**The exercise**:
Put the lines of the material below, from the line containing "of the reflection" through its end, into a numbered list, skipping blank lines and leaving out the pictures.

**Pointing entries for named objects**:
____________

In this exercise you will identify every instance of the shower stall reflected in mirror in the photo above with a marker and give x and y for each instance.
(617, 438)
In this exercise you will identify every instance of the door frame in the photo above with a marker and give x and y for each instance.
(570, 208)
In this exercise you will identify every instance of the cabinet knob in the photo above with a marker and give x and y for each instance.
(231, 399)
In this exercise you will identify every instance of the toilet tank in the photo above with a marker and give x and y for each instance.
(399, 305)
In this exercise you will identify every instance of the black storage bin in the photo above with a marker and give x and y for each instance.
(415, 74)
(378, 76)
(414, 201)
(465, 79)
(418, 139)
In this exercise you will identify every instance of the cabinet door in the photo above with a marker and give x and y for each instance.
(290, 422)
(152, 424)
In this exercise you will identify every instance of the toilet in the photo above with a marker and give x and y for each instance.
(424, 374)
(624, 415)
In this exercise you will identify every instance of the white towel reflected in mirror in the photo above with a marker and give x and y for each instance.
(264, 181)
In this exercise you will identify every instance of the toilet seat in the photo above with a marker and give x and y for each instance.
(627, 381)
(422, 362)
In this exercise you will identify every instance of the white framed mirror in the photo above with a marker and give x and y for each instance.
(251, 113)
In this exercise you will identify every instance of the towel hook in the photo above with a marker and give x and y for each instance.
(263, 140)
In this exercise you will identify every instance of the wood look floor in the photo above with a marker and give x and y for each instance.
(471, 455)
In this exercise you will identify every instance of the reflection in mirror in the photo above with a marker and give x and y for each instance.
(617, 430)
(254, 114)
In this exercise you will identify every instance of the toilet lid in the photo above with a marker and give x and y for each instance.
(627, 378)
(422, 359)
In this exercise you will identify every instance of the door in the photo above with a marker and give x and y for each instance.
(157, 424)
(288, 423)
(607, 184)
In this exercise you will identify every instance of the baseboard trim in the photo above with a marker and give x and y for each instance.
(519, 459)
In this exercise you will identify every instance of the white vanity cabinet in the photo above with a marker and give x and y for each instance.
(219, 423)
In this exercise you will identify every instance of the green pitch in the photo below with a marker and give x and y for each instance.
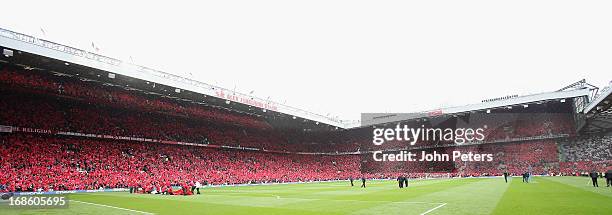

____________

**Result**:
1. In this exercise you will identify every instance of the reflection in mirror in the photo above with a marker and give x and y for each instance.
2. (617, 430)
3. (254, 114)
4. In this exercise you will identify every instance of the toilet lid in the photo above with a marker and give x and y for each instance.
5. (627, 378)
6. (422, 359)
7. In this exercise you will identify every instance of the door in the photo above with a marker and give x and y for each instance.
8. (157, 424)
9. (288, 423)
10. (607, 184)
11. In this exercise you will identify every instance of the baseboard trim in the photo above with a marker and give x and y for each instance.
12. (519, 459)
13. In this exercise you will identify every instance of the white vanity cabinet in the photo above with a marker and give x and y for each instance.
14. (219, 423)
15. In this exercise you will identify every instance of the green pitch in the photo below with a marker and give x and y for each instance.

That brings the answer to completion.